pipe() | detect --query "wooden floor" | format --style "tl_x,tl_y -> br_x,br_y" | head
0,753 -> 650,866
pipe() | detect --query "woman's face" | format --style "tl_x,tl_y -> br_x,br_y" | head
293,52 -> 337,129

::::

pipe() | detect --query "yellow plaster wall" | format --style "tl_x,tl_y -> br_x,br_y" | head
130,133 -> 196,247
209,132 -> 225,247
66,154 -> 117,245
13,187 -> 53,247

::::

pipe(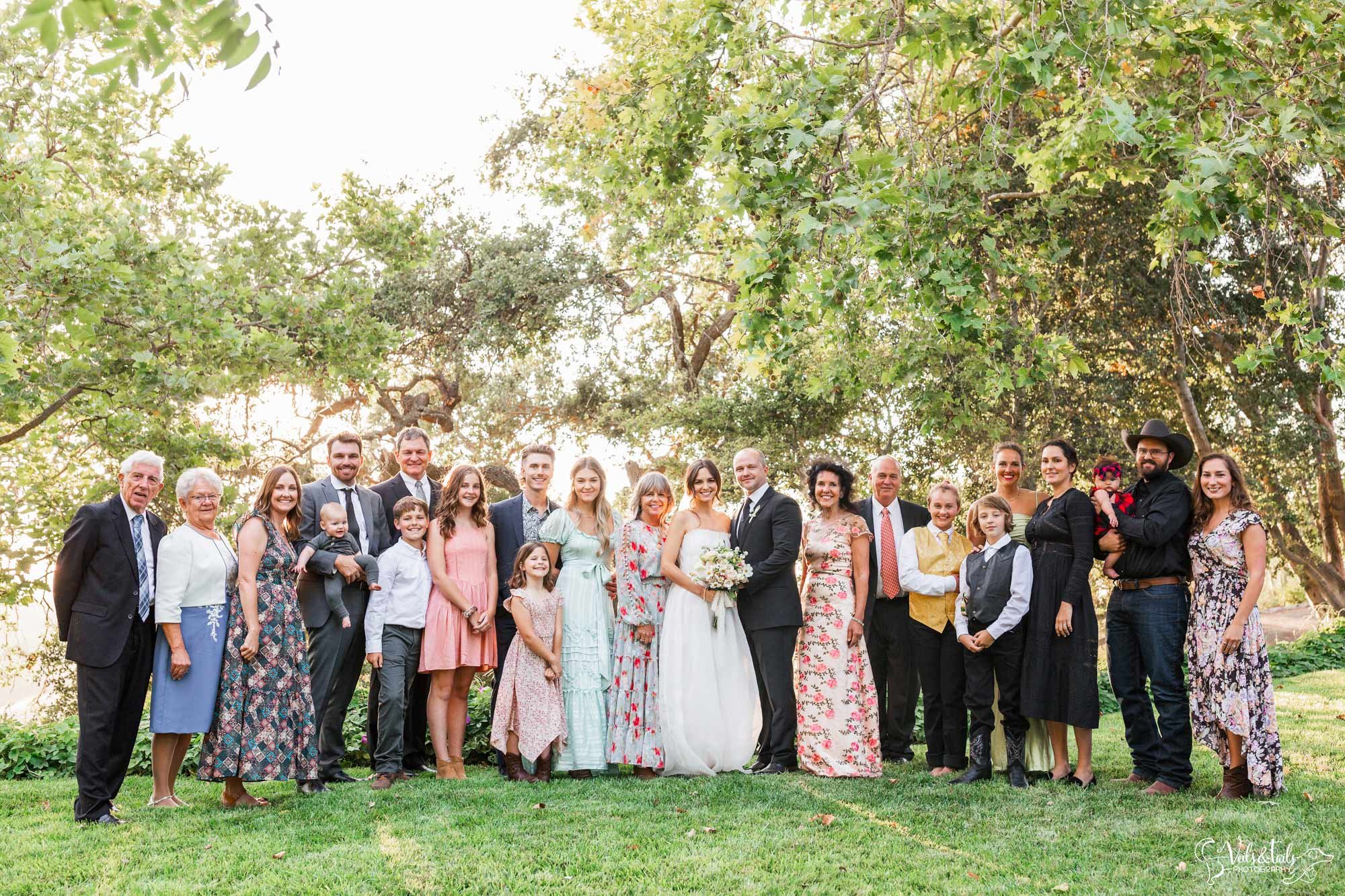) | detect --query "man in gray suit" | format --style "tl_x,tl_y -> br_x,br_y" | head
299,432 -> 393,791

::::

▸ Exercise objective: Pick out each line in the records above that contains the word "floor", and copy those lines.

▸ Exercise answer:
pipe() | detect --query "wooden floor" | format --style "tl_x,tl_y -> br_x,br_y" | head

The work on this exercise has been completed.